Format the lines of each row as a JSON list of strings, one string per line, and omit blank lines. Do this for every row, and leave the pictures out of your answer.

(Data records)

========

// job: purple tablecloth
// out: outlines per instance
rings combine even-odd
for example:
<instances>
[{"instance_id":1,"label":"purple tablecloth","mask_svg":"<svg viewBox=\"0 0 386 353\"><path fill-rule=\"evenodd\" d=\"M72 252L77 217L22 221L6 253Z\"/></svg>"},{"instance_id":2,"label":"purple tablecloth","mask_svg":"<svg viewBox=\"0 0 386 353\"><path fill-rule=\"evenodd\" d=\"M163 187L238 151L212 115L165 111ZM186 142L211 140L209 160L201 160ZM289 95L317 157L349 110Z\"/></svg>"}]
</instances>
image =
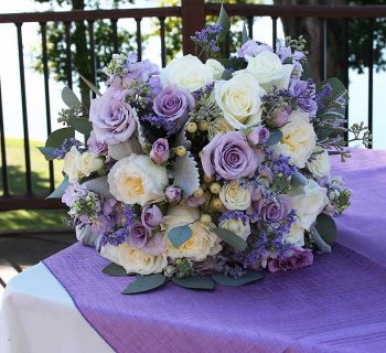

========

> _Expected output_:
[
  "// job: purple tablecloth",
  "// out: outlines per instance",
  "rings combine even-odd",
  "for example:",
  "<instances>",
  "[{\"instance_id\":1,\"label\":\"purple tablecloth\",\"mask_svg\":\"<svg viewBox=\\\"0 0 386 353\\\"><path fill-rule=\\\"evenodd\\\" d=\\\"M72 252L77 217L22 221L6 253Z\\\"/></svg>\"},{\"instance_id\":2,\"label\":\"purple tablecloth\",\"mask_svg\":\"<svg viewBox=\\\"0 0 386 353\\\"><path fill-rule=\\\"evenodd\\\" d=\\\"M163 187L238 151L212 115L165 111ZM186 142L211 140L209 160L201 160ZM289 95L317 157L349 110Z\\\"/></svg>\"}]",
  "</instances>",
  "image ="
]